Document extract Block Start

~by Louis Templeman
July 27, 2016: How Ordinary
It is extraordinary how extraordinary the ordinary person is.~ George F. Will.
Whenever we hear a person’s story it is not rare that our comments, if we listen well and ask open-ended questions, fall to, “Wow,” or “That’s wonderful.” Most lives are filled with amazement – with wonder. Many lives are filled with real moments, tiny or huge, of heroics. Times when they stood up to power and spoke of justice. Times when they saw the lonely and hurting and offered love, or comfort or respite.
A lady in my town tragically lost a child to a troubled young man who molested and killed her child. In her grief she became a spokesperson, advocate for victims. What she doesn’t know is one night when she was stranded on the highway with a flat tire that the man who stopped and changed the tire for her was a registered sex offender. He was a man with a tragic past. He was hurt as he grew up and he passed on what was imprinted upon him as a youth. He hurt a person, a family, a community and he paid a price for it and now daily works his recovery program; and will remain shunned and on the outskirts of society for the rest of his life. And, he looks for ways to be valiant, to be kind in hidden ways. This thankful woman gave him her business card. Reading it he saw who she was, for she is well known locally. The irony of kindness.
This reminds me of Jesus’ story of the Samaritan (despised among Jews of that day) who helped a wounded victim of crime. Even though he knew he was despised by the wounded man he chose to help and offer kindness to someone who was hurt and left not only by the criminals but by fellow citizens who were in a hurry.

Document extract Block End

**Task directions**
Copy out the whole reflection on ordinary people word for word. The records below have nothing to do with the reflection above.

Dataset records Block Start

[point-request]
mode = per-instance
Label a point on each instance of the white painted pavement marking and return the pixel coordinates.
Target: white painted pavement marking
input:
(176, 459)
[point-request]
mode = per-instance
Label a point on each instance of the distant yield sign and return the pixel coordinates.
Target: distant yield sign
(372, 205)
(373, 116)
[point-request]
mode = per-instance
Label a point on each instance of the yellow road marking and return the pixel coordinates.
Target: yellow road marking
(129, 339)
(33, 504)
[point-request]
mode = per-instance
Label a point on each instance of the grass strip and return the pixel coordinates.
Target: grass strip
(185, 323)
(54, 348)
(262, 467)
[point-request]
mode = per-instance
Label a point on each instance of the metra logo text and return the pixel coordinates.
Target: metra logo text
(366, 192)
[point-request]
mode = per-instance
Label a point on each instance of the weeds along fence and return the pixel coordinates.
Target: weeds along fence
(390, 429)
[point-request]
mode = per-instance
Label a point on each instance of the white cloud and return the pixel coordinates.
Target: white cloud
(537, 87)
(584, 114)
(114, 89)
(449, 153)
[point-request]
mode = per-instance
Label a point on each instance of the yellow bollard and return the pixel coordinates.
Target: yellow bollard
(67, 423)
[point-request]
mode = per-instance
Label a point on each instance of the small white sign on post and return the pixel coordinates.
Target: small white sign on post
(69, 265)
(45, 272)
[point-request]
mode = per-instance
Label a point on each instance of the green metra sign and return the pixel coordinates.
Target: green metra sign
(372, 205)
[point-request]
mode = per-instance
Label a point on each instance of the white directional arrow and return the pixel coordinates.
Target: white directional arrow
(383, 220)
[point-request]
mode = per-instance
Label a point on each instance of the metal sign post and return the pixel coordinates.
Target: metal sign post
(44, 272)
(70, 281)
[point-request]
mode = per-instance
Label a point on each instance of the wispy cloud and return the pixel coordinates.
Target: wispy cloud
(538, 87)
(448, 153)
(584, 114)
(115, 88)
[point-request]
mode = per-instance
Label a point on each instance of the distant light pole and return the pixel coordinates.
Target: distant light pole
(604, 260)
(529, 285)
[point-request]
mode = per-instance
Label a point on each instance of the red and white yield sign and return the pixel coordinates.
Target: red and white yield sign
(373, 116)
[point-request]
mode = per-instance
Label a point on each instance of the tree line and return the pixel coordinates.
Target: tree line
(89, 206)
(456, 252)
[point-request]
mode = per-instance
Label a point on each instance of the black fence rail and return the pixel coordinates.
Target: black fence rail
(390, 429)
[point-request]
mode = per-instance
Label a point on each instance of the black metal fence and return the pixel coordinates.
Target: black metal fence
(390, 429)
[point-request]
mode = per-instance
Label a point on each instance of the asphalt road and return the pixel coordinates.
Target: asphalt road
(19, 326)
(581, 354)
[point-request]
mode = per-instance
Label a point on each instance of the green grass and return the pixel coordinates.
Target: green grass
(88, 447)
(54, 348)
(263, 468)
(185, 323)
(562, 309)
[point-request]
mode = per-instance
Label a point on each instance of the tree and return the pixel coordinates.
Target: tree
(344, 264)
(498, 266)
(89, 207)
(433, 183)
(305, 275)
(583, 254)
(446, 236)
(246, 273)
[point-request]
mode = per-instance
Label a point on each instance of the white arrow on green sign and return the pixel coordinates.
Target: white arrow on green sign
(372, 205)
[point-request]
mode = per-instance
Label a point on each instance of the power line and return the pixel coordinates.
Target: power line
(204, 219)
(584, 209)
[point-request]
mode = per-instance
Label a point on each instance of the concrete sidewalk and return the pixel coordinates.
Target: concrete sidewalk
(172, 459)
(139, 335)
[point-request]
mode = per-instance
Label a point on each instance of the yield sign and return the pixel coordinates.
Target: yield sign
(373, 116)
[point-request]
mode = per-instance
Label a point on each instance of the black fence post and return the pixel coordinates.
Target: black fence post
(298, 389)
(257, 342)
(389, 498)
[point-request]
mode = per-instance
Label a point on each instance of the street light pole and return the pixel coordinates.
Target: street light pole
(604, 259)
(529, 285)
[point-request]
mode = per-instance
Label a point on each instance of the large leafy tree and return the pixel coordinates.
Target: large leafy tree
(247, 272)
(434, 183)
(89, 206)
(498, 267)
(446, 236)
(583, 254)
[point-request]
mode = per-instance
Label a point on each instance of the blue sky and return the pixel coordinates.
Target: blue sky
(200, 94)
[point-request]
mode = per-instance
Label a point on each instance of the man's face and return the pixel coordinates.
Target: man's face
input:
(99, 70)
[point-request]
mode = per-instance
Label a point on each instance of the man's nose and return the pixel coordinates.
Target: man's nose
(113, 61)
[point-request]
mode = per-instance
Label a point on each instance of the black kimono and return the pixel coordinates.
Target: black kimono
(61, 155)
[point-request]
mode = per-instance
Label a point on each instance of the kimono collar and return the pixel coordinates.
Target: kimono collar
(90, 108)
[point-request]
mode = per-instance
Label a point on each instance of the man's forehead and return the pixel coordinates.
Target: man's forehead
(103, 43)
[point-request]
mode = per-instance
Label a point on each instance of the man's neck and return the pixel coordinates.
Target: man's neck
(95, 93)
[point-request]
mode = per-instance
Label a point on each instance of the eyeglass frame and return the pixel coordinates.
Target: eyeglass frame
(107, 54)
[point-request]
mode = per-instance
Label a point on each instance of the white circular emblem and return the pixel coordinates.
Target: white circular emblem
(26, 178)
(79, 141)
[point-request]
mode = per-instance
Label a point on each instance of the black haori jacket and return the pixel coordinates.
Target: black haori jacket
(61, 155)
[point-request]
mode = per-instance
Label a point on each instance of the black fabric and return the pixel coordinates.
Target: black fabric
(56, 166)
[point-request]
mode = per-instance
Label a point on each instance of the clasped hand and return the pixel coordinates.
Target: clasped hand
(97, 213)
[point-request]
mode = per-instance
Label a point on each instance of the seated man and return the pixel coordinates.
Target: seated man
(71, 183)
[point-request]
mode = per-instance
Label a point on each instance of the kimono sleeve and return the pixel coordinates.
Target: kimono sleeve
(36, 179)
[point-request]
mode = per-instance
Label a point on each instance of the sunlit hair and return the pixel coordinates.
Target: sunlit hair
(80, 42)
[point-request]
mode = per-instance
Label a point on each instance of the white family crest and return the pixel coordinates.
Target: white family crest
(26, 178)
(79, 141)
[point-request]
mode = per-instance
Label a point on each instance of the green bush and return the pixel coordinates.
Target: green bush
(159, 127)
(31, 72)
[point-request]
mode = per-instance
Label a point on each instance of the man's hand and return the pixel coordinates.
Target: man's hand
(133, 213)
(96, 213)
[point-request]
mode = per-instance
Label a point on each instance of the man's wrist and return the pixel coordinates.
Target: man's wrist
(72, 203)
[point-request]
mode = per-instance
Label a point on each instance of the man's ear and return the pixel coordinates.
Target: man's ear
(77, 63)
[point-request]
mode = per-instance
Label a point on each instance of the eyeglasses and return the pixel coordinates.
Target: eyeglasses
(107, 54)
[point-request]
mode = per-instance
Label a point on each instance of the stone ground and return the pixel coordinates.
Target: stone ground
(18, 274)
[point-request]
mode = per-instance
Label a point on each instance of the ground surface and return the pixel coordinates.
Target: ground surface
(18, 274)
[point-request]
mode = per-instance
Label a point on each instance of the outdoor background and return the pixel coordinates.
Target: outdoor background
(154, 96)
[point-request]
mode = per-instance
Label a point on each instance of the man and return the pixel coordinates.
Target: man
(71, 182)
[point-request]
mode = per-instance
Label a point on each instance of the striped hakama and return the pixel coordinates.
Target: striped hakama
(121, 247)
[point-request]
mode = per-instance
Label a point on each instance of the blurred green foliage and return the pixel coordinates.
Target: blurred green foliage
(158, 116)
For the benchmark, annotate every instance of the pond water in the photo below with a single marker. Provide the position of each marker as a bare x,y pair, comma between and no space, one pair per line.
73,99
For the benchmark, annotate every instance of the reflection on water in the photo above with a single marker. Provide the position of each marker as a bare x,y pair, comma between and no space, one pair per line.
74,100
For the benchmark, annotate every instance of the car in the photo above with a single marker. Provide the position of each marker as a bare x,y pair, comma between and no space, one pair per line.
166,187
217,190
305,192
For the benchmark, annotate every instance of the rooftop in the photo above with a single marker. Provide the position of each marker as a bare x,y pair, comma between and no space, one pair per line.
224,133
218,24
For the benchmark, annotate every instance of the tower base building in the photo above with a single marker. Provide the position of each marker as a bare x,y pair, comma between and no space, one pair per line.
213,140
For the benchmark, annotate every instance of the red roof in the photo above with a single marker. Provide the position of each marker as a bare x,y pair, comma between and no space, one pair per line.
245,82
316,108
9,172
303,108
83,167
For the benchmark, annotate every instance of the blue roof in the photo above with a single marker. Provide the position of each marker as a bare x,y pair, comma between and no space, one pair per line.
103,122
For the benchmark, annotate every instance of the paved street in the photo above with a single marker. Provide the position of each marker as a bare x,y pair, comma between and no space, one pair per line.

Dataset records Block End

**Expected answer**
~by Louis Templeman
July 27, 2016: How Ordinary
It is extraordinary how extraordinary the ordinary person is.~ George F. Will.
Whenever we hear a person’s story it is not rare that our comments, if we listen well and ask open-ended questions, fall to, “Wow,” or “That’s wonderful.” Most lives are filled with amazement – with wonder. Many lives are filled with real moments, tiny or huge, of heroics. Times when they stood up to power and spoke of justice. Times when they saw the lonely and hurting and offered love, or comfort or respite.
A lady in my town tragically lost a child to a troubled young man who molested and killed her child. In her grief she became a spokesperson, advocate for victims. What she doesn’t know is one night when she was stranded on the highway with a flat tire that the man who stopped and changed the tire for her was a registered sex offender. He was a man with a tragic past. He was hurt as he grew up and he passed on what was imprinted upon him as a youth. He hurt a person, a family, a community and he paid a price for it and now daily works his recovery program; and will remain shunned and on the outskirts of society for the rest of his life. And, he looks for ways to be valiant, to be kind in hidden ways. This thankful woman gave him her business card. Reading it he saw who she was, for she is well known locally. The irony of kindness.
This reminds me of Jesus’ story of the Samaritan (despised among Jews of that day) who helped a wounded victim of crime. Even though he knew he was despised by the wounded man he chose to help and offer kindness to someone who was hurt and left not only by the criminals but by fellow citizens who were in a hurry.